▶ Records provided:
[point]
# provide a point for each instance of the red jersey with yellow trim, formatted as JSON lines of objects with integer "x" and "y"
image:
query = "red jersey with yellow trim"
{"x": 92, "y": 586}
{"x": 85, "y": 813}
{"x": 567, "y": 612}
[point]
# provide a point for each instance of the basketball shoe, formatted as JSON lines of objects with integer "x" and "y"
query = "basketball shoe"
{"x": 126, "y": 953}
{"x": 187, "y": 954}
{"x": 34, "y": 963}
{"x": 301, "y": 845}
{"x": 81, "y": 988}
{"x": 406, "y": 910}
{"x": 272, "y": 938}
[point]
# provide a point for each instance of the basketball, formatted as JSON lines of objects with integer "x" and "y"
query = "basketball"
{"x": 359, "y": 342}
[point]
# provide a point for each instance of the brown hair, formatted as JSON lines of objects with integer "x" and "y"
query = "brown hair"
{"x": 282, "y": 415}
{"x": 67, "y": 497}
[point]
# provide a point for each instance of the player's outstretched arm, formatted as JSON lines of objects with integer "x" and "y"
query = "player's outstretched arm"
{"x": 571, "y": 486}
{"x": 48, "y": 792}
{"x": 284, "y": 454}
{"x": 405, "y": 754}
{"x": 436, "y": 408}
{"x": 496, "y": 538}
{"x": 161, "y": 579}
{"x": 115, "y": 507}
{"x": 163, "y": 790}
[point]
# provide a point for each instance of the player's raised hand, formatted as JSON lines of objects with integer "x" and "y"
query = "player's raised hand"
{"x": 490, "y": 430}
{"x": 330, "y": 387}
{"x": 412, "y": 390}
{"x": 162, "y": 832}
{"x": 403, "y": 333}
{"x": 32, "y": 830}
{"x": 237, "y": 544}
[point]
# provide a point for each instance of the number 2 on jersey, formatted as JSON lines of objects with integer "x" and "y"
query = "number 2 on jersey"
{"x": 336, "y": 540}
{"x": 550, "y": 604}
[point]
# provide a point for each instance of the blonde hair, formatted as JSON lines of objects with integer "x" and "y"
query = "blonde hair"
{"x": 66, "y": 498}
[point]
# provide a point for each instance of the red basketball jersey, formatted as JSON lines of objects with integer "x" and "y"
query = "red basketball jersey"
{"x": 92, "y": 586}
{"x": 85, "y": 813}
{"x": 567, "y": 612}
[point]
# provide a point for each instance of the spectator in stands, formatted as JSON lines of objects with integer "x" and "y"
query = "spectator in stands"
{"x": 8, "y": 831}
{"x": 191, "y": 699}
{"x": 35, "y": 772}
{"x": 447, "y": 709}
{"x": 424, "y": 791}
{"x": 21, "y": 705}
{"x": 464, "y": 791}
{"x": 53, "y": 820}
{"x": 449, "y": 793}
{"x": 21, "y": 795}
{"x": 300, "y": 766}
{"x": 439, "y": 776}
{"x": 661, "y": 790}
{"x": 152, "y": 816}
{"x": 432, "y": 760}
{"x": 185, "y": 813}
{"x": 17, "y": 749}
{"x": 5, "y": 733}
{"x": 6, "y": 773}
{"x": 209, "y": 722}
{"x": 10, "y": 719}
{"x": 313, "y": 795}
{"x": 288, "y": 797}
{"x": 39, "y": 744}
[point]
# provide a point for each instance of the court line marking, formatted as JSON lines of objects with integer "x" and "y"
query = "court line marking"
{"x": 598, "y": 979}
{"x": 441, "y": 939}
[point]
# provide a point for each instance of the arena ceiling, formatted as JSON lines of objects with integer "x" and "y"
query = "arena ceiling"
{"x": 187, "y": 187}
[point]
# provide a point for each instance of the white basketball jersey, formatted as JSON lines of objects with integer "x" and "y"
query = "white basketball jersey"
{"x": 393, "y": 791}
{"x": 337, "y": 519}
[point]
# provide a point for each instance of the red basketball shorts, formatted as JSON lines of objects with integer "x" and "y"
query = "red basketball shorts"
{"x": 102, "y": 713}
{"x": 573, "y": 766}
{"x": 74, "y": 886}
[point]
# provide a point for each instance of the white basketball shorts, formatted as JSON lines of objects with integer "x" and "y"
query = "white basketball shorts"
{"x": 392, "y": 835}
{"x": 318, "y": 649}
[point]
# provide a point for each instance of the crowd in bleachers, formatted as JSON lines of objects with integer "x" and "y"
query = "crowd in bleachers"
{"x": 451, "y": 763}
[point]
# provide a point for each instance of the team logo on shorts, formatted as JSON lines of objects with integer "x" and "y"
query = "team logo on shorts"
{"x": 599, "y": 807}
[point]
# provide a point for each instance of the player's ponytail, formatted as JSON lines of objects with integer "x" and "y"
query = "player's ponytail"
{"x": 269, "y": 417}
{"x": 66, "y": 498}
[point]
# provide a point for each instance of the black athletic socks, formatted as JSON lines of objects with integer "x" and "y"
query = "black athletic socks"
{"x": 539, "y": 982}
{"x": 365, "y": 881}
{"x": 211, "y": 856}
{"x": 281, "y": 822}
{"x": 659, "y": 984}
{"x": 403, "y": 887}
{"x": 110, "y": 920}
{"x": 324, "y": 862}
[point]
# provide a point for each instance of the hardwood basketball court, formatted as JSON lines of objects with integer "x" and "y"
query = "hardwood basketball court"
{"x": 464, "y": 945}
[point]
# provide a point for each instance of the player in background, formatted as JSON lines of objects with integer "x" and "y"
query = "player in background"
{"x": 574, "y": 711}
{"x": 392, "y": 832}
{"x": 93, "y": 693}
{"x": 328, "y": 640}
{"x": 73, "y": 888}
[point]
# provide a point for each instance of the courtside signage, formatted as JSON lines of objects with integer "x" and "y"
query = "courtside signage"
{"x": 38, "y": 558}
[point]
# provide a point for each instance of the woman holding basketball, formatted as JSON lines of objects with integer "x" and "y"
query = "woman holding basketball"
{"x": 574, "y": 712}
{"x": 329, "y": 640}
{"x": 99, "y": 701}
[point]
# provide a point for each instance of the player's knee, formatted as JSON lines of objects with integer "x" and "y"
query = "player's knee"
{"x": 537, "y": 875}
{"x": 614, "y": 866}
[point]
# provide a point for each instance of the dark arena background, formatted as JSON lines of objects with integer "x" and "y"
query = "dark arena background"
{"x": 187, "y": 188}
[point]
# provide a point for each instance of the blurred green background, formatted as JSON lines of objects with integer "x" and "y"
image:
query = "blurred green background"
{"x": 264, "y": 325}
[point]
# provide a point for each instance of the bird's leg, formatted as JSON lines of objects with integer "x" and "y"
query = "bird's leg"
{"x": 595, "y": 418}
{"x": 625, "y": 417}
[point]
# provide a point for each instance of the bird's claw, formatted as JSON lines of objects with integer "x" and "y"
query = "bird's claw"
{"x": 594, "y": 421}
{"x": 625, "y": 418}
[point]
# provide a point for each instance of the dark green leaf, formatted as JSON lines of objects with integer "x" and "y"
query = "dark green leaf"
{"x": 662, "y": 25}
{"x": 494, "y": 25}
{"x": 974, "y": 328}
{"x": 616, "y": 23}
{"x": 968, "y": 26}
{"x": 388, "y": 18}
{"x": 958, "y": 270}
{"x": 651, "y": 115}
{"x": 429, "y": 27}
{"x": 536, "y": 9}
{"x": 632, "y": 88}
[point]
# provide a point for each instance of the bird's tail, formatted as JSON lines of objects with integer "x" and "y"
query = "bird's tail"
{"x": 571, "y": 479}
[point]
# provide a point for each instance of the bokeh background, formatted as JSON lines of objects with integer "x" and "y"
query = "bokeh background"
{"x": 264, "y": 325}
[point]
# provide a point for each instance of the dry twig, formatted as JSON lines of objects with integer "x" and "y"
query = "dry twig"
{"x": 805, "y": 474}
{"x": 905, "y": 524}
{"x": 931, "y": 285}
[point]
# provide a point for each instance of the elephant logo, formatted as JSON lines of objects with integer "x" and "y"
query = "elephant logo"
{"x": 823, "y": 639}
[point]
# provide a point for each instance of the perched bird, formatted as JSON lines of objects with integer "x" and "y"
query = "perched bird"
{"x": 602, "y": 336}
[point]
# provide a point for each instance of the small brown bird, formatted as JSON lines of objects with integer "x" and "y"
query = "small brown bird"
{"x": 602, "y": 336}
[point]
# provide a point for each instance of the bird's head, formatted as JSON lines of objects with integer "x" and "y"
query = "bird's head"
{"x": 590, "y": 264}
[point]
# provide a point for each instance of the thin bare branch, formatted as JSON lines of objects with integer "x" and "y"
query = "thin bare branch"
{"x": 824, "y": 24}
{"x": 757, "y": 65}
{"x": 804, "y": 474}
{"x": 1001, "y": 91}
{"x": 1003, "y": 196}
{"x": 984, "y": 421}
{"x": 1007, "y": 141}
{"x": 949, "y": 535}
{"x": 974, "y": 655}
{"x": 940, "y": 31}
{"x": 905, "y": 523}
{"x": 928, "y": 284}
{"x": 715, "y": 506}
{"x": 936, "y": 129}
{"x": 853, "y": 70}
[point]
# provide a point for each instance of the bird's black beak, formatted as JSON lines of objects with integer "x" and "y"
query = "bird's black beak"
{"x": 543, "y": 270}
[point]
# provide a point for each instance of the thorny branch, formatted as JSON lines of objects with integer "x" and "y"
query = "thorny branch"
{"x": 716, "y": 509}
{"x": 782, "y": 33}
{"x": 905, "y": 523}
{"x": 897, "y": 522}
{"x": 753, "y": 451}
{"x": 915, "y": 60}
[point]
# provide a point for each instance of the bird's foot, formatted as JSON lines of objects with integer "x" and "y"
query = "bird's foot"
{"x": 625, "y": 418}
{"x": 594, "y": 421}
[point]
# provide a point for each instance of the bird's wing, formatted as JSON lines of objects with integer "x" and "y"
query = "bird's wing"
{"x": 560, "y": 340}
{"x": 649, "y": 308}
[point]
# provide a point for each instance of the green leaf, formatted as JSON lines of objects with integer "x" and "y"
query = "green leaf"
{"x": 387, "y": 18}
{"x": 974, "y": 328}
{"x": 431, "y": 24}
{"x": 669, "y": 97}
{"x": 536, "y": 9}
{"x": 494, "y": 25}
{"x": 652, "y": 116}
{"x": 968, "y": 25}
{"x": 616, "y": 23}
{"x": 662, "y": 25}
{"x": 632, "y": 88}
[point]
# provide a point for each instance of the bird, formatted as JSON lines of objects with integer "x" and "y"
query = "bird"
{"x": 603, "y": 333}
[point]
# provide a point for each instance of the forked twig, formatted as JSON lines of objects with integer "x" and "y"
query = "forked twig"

▶ Prompt: From the listing above, pick out every line containing "forked".

▶ Exercise solution:
# provide a point for each instance of the forked twig, formatted as JSON lines of objects with integer "x" and "y"
query = "forked twig"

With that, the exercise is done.